### Task to carry out
All of the material below is to be retyped exactly.

### Excerpted data
****************************************

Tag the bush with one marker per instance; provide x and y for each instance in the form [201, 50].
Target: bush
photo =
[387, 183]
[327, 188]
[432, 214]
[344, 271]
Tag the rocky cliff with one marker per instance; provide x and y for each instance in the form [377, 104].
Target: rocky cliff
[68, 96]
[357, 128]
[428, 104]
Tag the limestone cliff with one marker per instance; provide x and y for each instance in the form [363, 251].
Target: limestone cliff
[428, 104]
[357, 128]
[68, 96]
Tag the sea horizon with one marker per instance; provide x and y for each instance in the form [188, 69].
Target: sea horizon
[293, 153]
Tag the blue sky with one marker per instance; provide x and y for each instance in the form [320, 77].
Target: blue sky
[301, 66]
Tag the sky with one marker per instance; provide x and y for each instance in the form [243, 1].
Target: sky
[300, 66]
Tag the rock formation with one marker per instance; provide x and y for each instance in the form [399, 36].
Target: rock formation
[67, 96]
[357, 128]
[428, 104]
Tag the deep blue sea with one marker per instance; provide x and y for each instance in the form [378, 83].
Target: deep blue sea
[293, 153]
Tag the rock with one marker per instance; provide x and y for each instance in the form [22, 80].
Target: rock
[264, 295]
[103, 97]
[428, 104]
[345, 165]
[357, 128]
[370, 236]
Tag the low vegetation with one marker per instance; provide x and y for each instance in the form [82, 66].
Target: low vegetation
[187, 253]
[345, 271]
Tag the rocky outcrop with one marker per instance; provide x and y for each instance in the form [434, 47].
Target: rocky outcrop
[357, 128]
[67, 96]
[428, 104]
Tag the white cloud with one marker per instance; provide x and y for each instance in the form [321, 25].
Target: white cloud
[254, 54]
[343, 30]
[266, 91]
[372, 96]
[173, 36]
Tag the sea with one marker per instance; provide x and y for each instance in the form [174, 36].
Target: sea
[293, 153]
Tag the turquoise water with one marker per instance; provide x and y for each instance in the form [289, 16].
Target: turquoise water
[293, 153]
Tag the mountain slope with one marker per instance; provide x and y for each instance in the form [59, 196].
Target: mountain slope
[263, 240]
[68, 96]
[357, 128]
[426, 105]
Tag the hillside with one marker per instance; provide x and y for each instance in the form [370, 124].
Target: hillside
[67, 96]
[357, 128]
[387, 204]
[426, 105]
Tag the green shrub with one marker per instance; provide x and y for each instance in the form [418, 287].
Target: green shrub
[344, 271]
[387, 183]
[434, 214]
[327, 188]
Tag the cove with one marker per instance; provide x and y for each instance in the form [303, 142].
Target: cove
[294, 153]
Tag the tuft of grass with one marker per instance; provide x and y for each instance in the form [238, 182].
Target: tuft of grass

****************************************

### Correct answer
Tag the bush with one marker per instance; provide x and y for each instance in the form [201, 50].
Target: bush
photo =
[387, 183]
[327, 188]
[432, 214]
[344, 271]
Tag the rocky cliff with one marker per instance; provide x and y for each instance in the form [377, 104].
Target: rocky cliff
[68, 96]
[357, 128]
[428, 104]
Tag the limestone cliff with one marker per instance; provide x and y for each instance in the form [363, 251].
Target: limestone cliff
[428, 104]
[357, 128]
[68, 96]
Tag the sea horizon with one marker per instance; provide x and y for each instance in the form [188, 69].
Target: sea horizon
[293, 153]
Tag the blue sky with one marker per instance; provide x and y for each instance in the form [320, 77].
Target: blue sky
[301, 66]
Tag the sky with one marker per instance; provide x and y for each instance in the form [243, 1].
Target: sky
[300, 66]
Tag the rock formation with one marker per instance; provide x and y for each instance in the form [399, 36].
Target: rock formation
[67, 96]
[357, 128]
[428, 104]
Tag the deep blue sea with one marker per instance; provide x and y for each instance in the form [378, 83].
Target: deep blue sea
[293, 153]
Tag the rock with one marker per instance; provide x and y for each instance in the form [22, 80].
Target: rock
[264, 295]
[103, 97]
[428, 104]
[345, 165]
[357, 128]
[370, 236]
Tag the low vegetation with one marker per instance; provide x and y for each instance in the form [82, 66].
Target: low vegetation
[187, 253]
[345, 271]
Tag the rocky outcrop with one marker per instance; provide x and y for each instance in the form [434, 47].
Target: rocky outcrop
[357, 128]
[67, 96]
[428, 104]
Tag the white cloud with one marker per instance; provide x and y for each instance in the form [321, 25].
Target: white cloud
[254, 54]
[343, 30]
[266, 91]
[372, 96]
[173, 36]
Tag the sea with one marker per instance; provide x and y for each instance in the form [174, 36].
Target: sea
[293, 153]
Tag the turquoise water with one marker per instance; provide x and y for each instance in the form [289, 16].
Target: turquoise water
[293, 153]
Tag the mountain slope with one marker per instance; provide x and y for each instance in the form [59, 196].
Target: mountain slope
[263, 240]
[68, 96]
[357, 128]
[426, 105]
Tag the hillside with one marker per instance; provide x and y for each instance in the form [370, 124].
Target: hillside
[67, 96]
[357, 128]
[387, 204]
[426, 105]
Tag the green shrub with one marker per instance; provide x and y for each instance in the form [418, 287].
Target: green shrub
[344, 271]
[387, 183]
[434, 214]
[327, 188]
Tag the cove with one marker per instance; provide x and y for each instance in the form [303, 142].
Target: cove
[294, 153]
Tag the tuft of grass with one marker per instance; provide x and y for each instance in the form [238, 182].
Target: tuft of grass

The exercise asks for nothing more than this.